_ENTRIES SHOWN:_
· · ·
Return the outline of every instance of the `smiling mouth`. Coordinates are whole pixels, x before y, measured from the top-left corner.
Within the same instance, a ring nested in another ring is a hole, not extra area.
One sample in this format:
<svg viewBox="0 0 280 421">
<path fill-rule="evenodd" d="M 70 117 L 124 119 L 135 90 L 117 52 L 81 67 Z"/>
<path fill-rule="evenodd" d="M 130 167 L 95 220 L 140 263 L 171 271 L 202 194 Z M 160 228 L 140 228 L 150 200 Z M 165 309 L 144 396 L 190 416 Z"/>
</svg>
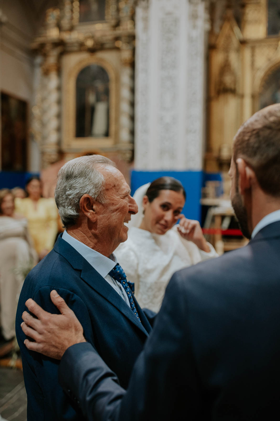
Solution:
<svg viewBox="0 0 280 421">
<path fill-rule="evenodd" d="M 168 227 L 167 225 L 164 225 L 162 224 L 160 224 L 160 222 L 158 223 L 158 224 L 160 226 L 162 229 L 168 229 Z"/>
</svg>

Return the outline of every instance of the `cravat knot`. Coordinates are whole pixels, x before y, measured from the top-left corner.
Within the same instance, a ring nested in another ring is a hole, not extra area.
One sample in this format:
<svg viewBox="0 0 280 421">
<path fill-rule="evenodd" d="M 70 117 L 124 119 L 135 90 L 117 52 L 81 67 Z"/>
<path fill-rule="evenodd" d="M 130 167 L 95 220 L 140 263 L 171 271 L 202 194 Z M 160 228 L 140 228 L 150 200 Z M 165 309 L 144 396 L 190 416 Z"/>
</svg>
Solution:
<svg viewBox="0 0 280 421">
<path fill-rule="evenodd" d="M 114 279 L 115 279 L 116 281 L 118 281 L 118 282 L 119 282 L 121 284 L 124 290 L 126 293 L 128 297 L 128 301 L 129 301 L 131 309 L 134 313 L 137 318 L 140 321 L 141 321 L 139 316 L 138 315 L 137 311 L 136 309 L 136 307 L 135 307 L 135 304 L 133 299 L 133 294 L 131 293 L 131 290 L 132 291 L 132 292 L 134 293 L 134 284 L 132 282 L 128 282 L 126 279 L 126 276 L 125 273 L 124 271 L 120 265 L 118 263 L 117 263 L 115 266 L 113 268 L 112 270 L 110 271 L 109 272 L 109 274 L 110 276 L 111 276 L 112 278 L 114 278 Z M 131 290 L 129 288 L 131 285 L 132 287 Z"/>
</svg>

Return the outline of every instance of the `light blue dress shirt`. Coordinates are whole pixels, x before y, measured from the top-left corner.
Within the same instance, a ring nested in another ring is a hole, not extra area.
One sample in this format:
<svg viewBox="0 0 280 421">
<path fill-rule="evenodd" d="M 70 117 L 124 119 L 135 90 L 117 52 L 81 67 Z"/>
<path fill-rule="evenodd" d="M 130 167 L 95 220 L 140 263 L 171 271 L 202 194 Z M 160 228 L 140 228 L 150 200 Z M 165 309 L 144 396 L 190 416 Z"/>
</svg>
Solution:
<svg viewBox="0 0 280 421">
<path fill-rule="evenodd" d="M 280 221 L 280 209 L 278 209 L 278 210 L 275 210 L 274 212 L 272 212 L 271 213 L 266 215 L 262 219 L 261 219 L 253 230 L 251 238 L 253 239 L 256 234 L 267 225 L 269 225 L 270 224 L 272 224 L 272 222 L 276 222 L 277 221 Z"/>
<path fill-rule="evenodd" d="M 110 258 L 106 257 L 70 235 L 66 229 L 64 231 L 62 234 L 62 239 L 81 255 L 130 307 L 128 297 L 121 284 L 109 274 L 109 272 L 118 263 L 115 255 L 112 253 Z"/>
</svg>

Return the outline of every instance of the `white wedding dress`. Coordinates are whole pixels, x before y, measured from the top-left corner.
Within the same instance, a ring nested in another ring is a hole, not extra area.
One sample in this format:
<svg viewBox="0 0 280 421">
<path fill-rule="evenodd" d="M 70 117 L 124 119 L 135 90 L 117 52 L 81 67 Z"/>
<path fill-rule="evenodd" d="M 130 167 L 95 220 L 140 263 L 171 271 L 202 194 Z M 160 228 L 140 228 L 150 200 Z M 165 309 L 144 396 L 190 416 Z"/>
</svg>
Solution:
<svg viewBox="0 0 280 421">
<path fill-rule="evenodd" d="M 126 275 L 135 284 L 135 295 L 142 308 L 157 312 L 165 288 L 177 270 L 218 255 L 199 250 L 183 238 L 175 226 L 163 235 L 135 227 L 129 228 L 127 240 L 114 252 Z"/>
</svg>

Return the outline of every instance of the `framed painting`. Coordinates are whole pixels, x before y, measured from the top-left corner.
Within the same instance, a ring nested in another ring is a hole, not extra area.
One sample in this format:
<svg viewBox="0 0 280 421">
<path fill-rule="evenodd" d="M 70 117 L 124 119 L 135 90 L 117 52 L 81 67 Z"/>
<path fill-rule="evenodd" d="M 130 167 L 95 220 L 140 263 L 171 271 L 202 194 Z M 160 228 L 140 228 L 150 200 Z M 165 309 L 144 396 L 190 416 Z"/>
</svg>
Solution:
<svg viewBox="0 0 280 421">
<path fill-rule="evenodd" d="M 26 170 L 28 104 L 6 92 L 1 92 L 1 169 Z"/>
</svg>

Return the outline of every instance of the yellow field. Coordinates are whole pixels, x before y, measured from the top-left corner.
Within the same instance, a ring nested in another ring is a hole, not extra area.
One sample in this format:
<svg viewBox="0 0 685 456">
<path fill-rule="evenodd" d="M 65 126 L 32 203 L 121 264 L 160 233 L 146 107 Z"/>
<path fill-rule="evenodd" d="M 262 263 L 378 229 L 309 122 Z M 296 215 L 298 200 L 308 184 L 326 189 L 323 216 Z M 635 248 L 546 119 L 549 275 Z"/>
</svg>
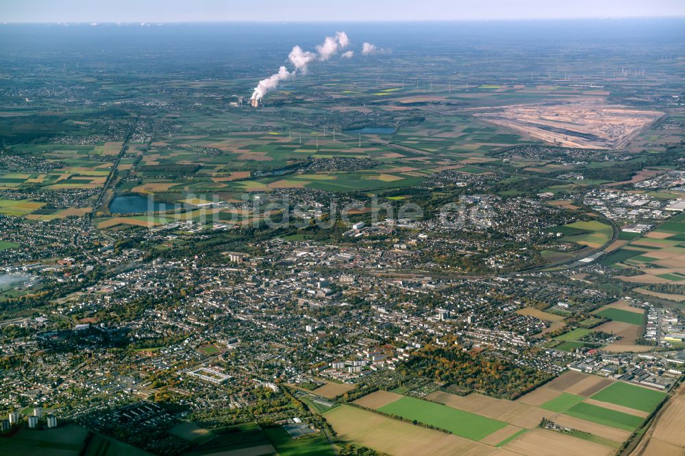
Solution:
<svg viewBox="0 0 685 456">
<path fill-rule="evenodd" d="M 610 456 L 614 448 L 547 429 L 533 429 L 505 445 L 503 448 L 535 456 Z"/>
<path fill-rule="evenodd" d="M 543 386 L 533 390 L 527 394 L 521 396 L 516 399 L 516 402 L 522 402 L 524 404 L 537 407 L 560 395 L 560 391 L 554 391 L 553 390 L 549 390 Z"/>
<path fill-rule="evenodd" d="M 595 435 L 601 435 L 614 442 L 625 442 L 630 437 L 630 431 L 619 429 L 610 426 L 580 420 L 568 415 L 559 414 L 554 417 L 554 422 L 571 429 L 577 429 Z"/>
</svg>

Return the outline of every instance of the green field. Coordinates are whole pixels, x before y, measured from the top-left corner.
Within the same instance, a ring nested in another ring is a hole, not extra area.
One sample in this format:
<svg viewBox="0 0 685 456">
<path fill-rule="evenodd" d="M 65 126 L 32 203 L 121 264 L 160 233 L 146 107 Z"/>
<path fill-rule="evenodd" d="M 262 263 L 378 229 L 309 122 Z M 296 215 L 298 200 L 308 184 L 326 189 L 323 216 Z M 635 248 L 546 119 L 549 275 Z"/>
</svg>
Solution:
<svg viewBox="0 0 685 456">
<path fill-rule="evenodd" d="M 573 405 L 575 405 L 584 398 L 585 398 L 581 396 L 576 396 L 575 394 L 562 393 L 560 395 L 556 396 L 551 401 L 547 401 L 540 407 L 545 410 L 561 412 L 564 410 L 567 410 Z"/>
<path fill-rule="evenodd" d="M 333 448 L 321 433 L 294 439 L 282 427 L 264 430 L 280 456 L 335 456 Z"/>
<path fill-rule="evenodd" d="M 221 353 L 221 351 L 214 345 L 203 345 L 199 348 L 199 351 L 205 355 L 216 355 Z"/>
<path fill-rule="evenodd" d="M 585 346 L 584 342 L 570 341 L 570 342 L 562 342 L 561 344 L 559 344 L 558 345 L 553 346 L 552 348 L 553 348 L 555 350 L 561 350 L 562 351 L 568 351 L 571 353 L 573 350 L 575 350 L 576 349 L 580 349 L 584 346 Z"/>
<path fill-rule="evenodd" d="M 642 255 L 644 252 L 639 250 L 628 250 L 627 249 L 619 249 L 610 253 L 601 259 L 599 263 L 604 266 L 611 266 L 616 263 L 621 263 L 626 259 L 630 259 L 633 257 Z"/>
<path fill-rule="evenodd" d="M 584 402 L 576 404 L 564 411 L 564 414 L 626 431 L 634 431 L 645 420 L 640 416 L 605 409 L 603 407 L 597 407 Z"/>
<path fill-rule="evenodd" d="M 603 317 L 606 317 L 610 320 L 613 320 L 614 321 L 621 321 L 624 323 L 630 323 L 631 325 L 637 325 L 638 326 L 642 326 L 645 323 L 645 314 L 638 314 L 637 312 L 632 312 L 630 310 L 623 310 L 623 309 L 613 309 L 610 307 L 608 309 L 605 309 L 604 310 L 595 312 L 597 315 Z"/>
<path fill-rule="evenodd" d="M 431 425 L 472 440 L 480 440 L 507 426 L 502 421 L 408 396 L 384 405 L 378 410 Z"/>
<path fill-rule="evenodd" d="M 576 328 L 554 338 L 555 340 L 576 341 L 587 335 L 592 331 L 586 328 Z"/>
<path fill-rule="evenodd" d="M 630 407 L 636 410 L 652 411 L 667 396 L 666 393 L 649 390 L 636 385 L 616 381 L 606 387 L 590 398 Z"/>
</svg>

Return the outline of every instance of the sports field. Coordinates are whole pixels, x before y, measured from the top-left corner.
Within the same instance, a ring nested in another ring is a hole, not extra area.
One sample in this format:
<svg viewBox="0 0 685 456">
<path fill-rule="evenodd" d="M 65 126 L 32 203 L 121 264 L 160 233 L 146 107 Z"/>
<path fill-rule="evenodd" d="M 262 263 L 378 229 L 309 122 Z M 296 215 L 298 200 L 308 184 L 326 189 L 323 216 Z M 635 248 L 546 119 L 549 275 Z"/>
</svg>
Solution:
<svg viewBox="0 0 685 456">
<path fill-rule="evenodd" d="M 591 398 L 651 413 L 666 396 L 666 393 L 660 391 L 616 381 L 592 396 Z"/>
<path fill-rule="evenodd" d="M 472 440 L 480 440 L 507 426 L 503 421 L 408 396 L 384 405 L 378 410 L 431 425 Z"/>
</svg>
· · ·
_PROBLEM STATEMENT:_
Return precisely the lines of the records, starting with the line that holds "Return the outline of every instance of the sports" and ending with the last one.

_WRITTEN RESPONSE:_
Return the outline of every instance of the sports field. Coordinates are whole pixels, x before y, measured from the top-left corner.
Within the same instance, a ring nested in another ring is a hole, not extra area.
One sample in this format:
<svg viewBox="0 0 685 456">
<path fill-rule="evenodd" d="M 65 126 L 32 203 L 121 264 L 160 233 L 146 107 Z"/>
<path fill-rule="evenodd" d="M 262 263 L 378 229 L 309 122 Z M 296 215 L 298 200 L 308 184 L 326 189 L 323 216 Z M 635 248 L 546 119 L 549 275 Z"/>
</svg>
Solution:
<svg viewBox="0 0 685 456">
<path fill-rule="evenodd" d="M 591 398 L 651 413 L 666 396 L 666 393 L 660 391 L 616 381 L 592 396 Z"/>
<path fill-rule="evenodd" d="M 472 440 L 480 440 L 507 426 L 503 421 L 408 396 L 384 405 L 378 410 L 431 425 Z"/>
</svg>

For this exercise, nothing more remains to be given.